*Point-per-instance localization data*
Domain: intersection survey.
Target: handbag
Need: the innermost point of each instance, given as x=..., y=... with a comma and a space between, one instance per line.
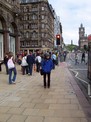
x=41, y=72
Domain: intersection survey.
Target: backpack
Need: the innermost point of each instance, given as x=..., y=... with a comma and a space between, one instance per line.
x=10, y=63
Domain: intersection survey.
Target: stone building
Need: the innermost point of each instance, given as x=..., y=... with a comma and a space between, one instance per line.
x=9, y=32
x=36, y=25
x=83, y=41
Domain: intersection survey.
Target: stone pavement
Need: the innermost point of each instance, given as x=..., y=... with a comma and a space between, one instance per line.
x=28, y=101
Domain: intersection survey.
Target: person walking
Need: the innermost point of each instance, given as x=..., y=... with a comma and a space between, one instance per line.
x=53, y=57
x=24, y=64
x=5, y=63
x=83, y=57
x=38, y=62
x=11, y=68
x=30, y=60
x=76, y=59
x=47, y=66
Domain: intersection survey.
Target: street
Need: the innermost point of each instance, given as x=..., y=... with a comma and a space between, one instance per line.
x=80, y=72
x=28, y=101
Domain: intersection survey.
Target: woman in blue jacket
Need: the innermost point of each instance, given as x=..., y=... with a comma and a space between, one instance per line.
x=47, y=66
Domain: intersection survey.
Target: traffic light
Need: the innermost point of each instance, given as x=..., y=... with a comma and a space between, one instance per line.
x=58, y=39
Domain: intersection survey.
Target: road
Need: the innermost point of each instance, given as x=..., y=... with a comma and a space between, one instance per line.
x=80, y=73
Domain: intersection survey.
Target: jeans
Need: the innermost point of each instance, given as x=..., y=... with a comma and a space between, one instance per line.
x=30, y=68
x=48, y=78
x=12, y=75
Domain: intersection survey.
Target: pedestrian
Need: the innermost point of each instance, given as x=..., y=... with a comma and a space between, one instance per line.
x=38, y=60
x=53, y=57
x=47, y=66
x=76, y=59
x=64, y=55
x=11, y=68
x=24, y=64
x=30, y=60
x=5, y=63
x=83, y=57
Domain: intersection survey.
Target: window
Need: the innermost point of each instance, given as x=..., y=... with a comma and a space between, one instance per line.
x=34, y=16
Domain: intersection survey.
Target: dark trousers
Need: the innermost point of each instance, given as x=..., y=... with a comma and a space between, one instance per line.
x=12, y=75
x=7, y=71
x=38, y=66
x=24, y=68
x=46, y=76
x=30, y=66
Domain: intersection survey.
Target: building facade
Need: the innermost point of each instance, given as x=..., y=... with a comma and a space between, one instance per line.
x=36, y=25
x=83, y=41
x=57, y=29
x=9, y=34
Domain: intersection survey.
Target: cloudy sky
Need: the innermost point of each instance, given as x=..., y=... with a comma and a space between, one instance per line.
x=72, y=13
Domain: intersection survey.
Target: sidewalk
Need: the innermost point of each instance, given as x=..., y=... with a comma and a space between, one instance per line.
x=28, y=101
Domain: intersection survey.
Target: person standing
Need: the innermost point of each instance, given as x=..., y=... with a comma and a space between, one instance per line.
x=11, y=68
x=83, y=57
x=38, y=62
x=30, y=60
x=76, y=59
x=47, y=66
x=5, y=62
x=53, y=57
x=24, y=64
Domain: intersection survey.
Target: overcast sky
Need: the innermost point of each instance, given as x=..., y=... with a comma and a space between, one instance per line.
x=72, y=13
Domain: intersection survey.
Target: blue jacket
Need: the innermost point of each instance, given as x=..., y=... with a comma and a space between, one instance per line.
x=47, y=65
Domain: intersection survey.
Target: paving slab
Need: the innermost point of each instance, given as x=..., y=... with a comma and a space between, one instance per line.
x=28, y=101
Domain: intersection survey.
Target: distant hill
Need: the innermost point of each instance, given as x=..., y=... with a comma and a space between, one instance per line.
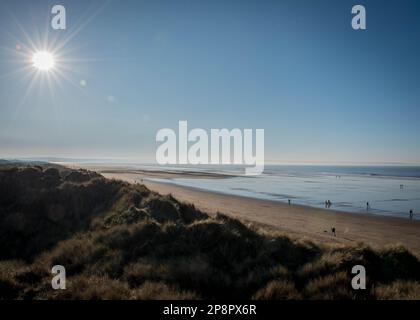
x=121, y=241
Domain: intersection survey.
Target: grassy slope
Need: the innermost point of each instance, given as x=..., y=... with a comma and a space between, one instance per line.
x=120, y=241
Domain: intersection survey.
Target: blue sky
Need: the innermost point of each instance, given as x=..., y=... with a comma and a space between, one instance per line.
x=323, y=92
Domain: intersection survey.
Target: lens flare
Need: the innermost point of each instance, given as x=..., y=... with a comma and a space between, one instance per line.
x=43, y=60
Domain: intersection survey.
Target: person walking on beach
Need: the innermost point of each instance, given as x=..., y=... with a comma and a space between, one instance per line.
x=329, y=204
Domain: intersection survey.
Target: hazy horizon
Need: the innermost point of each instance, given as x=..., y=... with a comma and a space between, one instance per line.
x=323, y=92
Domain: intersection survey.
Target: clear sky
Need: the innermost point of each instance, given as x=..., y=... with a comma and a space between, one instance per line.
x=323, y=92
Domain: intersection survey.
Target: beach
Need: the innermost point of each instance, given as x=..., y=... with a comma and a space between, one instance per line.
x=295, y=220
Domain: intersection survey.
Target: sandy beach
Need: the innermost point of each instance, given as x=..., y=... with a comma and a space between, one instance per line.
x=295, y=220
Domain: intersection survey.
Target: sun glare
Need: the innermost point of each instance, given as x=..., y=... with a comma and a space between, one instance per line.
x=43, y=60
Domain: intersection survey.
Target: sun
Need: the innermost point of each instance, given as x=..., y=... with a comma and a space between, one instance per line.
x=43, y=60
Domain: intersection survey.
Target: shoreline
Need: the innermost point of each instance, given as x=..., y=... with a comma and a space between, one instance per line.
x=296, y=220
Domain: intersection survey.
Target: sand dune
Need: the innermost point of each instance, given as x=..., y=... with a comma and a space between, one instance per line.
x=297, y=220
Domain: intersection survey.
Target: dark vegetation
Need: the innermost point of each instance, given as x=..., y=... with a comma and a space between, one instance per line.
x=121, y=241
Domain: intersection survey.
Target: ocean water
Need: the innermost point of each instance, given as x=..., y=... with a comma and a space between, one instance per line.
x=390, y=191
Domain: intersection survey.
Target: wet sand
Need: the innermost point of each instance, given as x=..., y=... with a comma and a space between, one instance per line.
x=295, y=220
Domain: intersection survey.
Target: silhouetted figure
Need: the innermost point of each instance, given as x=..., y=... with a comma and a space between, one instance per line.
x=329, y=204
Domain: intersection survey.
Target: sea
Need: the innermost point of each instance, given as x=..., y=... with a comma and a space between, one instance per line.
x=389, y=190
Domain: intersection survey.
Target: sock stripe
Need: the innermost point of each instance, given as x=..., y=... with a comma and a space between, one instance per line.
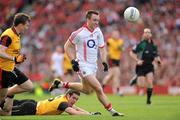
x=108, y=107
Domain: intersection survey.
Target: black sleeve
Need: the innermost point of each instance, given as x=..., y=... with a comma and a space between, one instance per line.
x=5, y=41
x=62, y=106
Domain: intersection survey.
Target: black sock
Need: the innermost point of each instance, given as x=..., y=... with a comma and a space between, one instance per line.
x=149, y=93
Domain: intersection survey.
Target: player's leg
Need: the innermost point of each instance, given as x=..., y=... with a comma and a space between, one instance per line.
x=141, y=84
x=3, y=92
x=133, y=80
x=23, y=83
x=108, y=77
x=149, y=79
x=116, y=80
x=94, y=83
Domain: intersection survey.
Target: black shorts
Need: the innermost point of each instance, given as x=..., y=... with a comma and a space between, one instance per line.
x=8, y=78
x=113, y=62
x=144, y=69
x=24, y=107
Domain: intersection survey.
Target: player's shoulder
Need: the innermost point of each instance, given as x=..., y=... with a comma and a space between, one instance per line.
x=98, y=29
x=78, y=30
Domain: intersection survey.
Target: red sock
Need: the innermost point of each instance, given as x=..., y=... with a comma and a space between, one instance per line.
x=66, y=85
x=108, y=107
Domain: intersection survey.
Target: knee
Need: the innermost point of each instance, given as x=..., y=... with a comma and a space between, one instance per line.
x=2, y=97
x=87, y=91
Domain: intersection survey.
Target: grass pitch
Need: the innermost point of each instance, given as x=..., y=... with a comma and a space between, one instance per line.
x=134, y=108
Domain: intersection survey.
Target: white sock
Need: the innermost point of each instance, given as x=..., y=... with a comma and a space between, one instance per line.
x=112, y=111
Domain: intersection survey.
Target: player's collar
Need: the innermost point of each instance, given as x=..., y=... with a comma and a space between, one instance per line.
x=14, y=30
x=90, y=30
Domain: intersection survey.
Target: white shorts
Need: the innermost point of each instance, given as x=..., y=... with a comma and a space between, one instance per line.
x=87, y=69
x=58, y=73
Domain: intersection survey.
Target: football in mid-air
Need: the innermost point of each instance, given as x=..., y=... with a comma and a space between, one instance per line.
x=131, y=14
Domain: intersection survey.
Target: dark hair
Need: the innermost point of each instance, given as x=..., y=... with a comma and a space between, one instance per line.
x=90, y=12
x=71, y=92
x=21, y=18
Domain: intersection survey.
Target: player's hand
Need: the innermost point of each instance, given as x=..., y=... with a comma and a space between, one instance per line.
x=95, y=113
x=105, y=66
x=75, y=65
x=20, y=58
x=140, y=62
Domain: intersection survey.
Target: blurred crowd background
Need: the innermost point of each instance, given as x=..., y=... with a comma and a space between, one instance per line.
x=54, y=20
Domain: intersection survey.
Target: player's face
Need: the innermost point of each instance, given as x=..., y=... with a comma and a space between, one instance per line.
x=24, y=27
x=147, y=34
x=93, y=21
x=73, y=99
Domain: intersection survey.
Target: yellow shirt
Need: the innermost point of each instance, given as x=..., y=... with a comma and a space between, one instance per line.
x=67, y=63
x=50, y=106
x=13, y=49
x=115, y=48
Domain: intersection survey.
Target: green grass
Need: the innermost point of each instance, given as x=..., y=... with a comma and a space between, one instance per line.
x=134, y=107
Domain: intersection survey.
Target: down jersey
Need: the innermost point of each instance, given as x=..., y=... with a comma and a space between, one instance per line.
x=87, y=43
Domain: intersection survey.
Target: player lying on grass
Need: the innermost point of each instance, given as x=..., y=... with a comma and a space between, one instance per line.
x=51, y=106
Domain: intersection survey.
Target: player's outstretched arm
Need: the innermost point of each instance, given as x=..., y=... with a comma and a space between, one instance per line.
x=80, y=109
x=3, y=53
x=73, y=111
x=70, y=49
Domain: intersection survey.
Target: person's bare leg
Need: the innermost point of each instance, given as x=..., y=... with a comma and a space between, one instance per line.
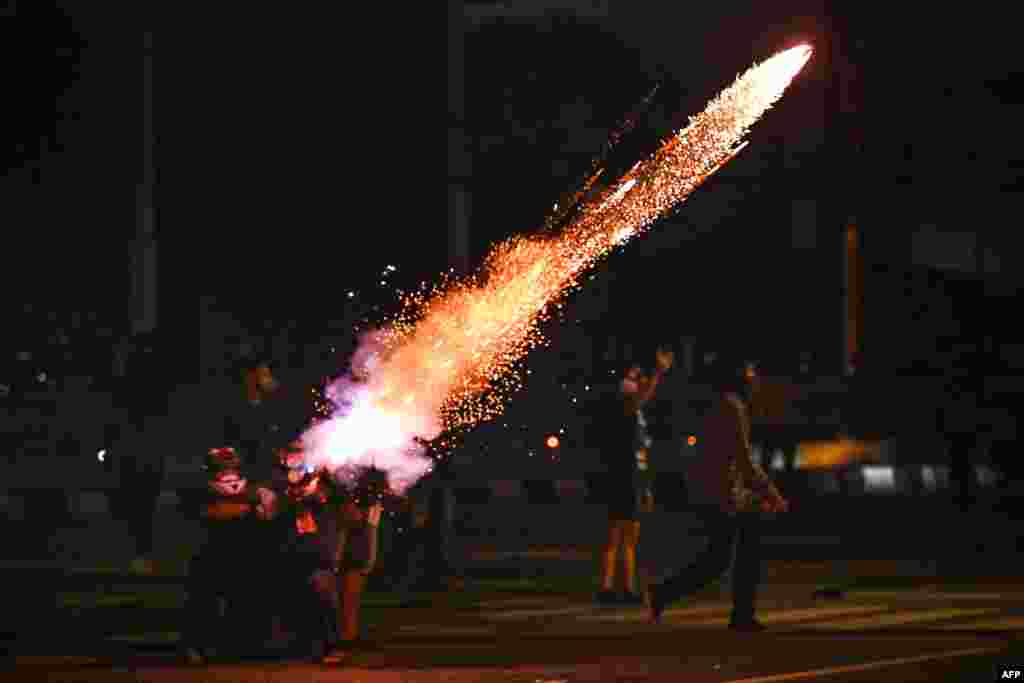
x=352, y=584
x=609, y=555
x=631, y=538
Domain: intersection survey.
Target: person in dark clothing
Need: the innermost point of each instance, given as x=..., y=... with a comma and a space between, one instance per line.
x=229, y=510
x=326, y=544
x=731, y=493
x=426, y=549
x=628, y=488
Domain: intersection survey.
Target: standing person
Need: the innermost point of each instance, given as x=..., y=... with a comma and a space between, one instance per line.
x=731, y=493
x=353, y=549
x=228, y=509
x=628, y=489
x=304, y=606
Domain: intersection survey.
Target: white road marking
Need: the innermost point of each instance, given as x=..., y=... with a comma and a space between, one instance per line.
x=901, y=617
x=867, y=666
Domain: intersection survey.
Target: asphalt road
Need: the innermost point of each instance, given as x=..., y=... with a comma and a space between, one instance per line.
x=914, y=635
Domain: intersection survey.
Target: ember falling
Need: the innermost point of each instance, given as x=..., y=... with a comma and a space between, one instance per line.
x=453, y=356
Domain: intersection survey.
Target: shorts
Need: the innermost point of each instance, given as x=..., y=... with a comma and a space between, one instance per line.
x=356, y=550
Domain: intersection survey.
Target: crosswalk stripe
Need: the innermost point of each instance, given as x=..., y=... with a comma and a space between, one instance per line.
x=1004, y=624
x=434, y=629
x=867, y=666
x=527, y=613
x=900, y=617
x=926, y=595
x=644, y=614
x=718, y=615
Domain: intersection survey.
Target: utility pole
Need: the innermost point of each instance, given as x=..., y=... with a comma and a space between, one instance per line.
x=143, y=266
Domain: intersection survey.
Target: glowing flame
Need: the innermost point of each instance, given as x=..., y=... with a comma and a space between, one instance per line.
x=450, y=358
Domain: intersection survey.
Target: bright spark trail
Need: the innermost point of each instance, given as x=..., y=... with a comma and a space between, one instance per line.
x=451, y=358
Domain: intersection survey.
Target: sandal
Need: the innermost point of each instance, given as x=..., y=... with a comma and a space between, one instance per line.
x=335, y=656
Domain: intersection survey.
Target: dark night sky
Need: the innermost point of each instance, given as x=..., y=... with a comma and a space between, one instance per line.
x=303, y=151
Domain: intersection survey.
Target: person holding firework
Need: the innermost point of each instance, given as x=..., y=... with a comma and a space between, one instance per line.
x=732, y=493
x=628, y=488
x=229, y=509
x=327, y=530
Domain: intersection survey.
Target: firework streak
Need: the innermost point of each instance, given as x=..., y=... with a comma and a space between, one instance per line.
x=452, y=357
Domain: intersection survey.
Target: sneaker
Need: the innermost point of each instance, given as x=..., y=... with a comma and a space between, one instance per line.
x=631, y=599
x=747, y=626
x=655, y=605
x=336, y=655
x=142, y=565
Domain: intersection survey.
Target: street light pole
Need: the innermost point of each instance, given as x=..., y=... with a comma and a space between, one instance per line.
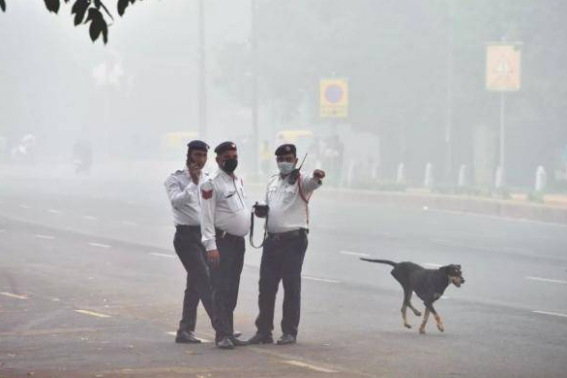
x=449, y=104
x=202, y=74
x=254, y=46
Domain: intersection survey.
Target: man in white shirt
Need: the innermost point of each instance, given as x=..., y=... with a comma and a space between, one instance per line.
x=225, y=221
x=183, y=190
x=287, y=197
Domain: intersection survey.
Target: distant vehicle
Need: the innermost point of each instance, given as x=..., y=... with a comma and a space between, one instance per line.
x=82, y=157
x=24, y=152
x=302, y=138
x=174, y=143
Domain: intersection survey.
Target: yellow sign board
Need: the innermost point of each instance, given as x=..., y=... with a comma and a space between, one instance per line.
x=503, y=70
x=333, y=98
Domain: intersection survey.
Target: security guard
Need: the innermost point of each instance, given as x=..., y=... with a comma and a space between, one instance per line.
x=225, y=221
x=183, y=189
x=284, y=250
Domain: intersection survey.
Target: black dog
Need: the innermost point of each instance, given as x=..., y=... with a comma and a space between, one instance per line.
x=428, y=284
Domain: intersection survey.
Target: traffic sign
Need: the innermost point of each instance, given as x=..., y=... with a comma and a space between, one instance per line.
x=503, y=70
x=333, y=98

*Exercise prompt*
Take the entries above and copy exactly the lines starting at the one with "Target: overcast sky" and ending at the one with "Target: grassy slope"; nothing outside that span, and no pictures.

*Task solution*
Target: overcast sky
Need: the innermost point of each instance, given as x=..., y=... with a comma and a space between, one instance per line.
x=72, y=13
Domain: intersection survey.
Target: blue jacket
Need: the innermost point of each instance, given as x=..., y=... with a comma and a space between, one instance per line.
x=47, y=65
Domain: intersection survey.
Target: paving slab
Need: the innermost point of each instance, given as x=..., y=... with a comma and a space between, one instance per line.
x=28, y=101
Domain: intersection survey.
Target: distant hill
Need: the innermost point of each instance, given as x=..., y=... with a comma and a space between, one instance per line.
x=121, y=241
Domain: intersection survey.
Target: grassy slope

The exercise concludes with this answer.